**Material for this task**
# # # #

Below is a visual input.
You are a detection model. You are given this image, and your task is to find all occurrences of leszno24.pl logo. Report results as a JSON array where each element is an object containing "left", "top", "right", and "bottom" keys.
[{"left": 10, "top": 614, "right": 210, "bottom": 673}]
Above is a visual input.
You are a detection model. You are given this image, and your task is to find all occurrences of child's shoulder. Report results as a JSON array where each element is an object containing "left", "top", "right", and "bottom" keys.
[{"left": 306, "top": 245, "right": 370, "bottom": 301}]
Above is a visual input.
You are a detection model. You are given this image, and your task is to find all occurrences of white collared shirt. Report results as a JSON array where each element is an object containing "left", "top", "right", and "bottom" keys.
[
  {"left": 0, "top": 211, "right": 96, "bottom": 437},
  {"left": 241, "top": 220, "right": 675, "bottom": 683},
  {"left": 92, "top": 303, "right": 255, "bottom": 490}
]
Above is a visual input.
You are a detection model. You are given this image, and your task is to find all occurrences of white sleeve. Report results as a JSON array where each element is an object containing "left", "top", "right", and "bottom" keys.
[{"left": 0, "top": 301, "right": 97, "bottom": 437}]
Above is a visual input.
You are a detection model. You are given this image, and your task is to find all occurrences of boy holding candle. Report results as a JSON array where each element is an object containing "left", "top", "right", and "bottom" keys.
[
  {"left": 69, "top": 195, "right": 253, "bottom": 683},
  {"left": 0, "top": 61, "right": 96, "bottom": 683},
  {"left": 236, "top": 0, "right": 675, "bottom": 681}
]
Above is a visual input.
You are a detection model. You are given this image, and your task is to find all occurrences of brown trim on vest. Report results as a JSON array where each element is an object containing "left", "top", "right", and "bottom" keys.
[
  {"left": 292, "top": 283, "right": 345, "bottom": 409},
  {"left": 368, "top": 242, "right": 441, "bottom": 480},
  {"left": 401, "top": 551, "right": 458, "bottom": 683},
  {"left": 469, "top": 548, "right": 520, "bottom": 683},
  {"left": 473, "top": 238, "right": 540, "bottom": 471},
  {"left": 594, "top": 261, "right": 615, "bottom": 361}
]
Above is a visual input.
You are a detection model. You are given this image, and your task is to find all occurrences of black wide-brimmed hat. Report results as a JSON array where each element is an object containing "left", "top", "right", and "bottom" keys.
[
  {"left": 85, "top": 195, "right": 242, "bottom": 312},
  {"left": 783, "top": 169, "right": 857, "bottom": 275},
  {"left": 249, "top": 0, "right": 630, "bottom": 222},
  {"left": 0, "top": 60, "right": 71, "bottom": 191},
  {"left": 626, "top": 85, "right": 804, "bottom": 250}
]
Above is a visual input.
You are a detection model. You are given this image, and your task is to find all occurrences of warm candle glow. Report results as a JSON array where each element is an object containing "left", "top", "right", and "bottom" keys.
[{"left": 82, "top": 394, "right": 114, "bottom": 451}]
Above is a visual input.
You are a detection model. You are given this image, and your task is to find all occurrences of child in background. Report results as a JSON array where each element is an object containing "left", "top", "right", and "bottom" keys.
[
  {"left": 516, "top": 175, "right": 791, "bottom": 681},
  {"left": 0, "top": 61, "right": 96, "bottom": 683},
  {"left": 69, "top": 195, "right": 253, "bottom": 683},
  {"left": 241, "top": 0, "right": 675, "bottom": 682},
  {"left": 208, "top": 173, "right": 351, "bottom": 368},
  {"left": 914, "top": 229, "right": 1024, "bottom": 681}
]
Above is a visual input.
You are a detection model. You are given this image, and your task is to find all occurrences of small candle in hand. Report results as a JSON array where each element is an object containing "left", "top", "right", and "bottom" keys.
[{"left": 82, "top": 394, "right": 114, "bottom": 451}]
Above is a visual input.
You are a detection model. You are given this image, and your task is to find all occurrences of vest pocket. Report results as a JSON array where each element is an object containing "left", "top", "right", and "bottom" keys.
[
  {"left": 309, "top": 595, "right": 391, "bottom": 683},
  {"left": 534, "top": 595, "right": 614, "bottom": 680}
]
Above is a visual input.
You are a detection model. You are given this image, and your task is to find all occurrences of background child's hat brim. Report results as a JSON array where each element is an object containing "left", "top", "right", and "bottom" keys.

# # # #

**Goal**
Pull out each line of the material above that contains the string "vest".

**The reply**
You are a detection model. You are given this image, and your task is to find all occurrences of brown trim on vest. Report results as a JSON array where each element is an object containing "left", "top", "right", and "bottom" keys.
You are a detection model. You are given this image, and your task is to find all occurrences of vest pocket. Report results as a JSON array where each element is an object containing "left", "top", "right", and "bottom" keys.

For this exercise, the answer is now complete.